# What time does your Golden go to sleep at night in the winter months?



## Mom of Maizie (Nov 11, 2011)

Our Maizie is 16 months old now and our first Golden. It seems she's falling asleep by about 6:30 pm and is out for the night. Just wondering if other goldens go sound asleep this early when the days are shorter during the winter. 


Sent from my iPhone using Petguide.com Free App


----------



## kwhit (Apr 7, 2008)

Nope...my dogs fall asleep every night at the exact same time year 'round. Lucy is asleep by 8 and Chance is asleep by 8:30 to 9. I usually go to bed between 1 and 2 so I wake Chance up to go potty one last time, but there is no waking up Lucy at all. She's out for the night...


----------



## Vinnie's Mom (Jun 9, 2012)

Vinnie usually goes out for the night when ever I put him in his crate. Usually about 10:00. He takes a couple cat naps in the evening.


Sent from my iPhone using Petguide.com Free App


----------



## Tayla's Mom (Apr 20, 2012)

• _Exercise description_: Reproduce the passage from the forum thread on Golden sleep times, starting with "## kwhit (Apr" and going on through "(Jun 9, 2012)". The material that follows comes from a separate source.

• _Data lines_:
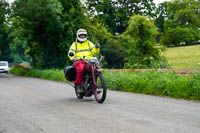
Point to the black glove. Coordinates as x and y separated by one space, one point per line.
97 45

• _Output of the task_:
## kwhit (Apr 7, 2008)

Nope...my dogs fall asleep every night at the exact same time year 'round. Lucy is asleep by 8 and Chance is asleep by 8:30 to 9. I usually go to bed between 1 and 2 so I wake Chance up to go potty one last time, but there is no waking up Lucy at all. She's out for the night...


----------



## Vinnie's Mom (Jun 9, 2012)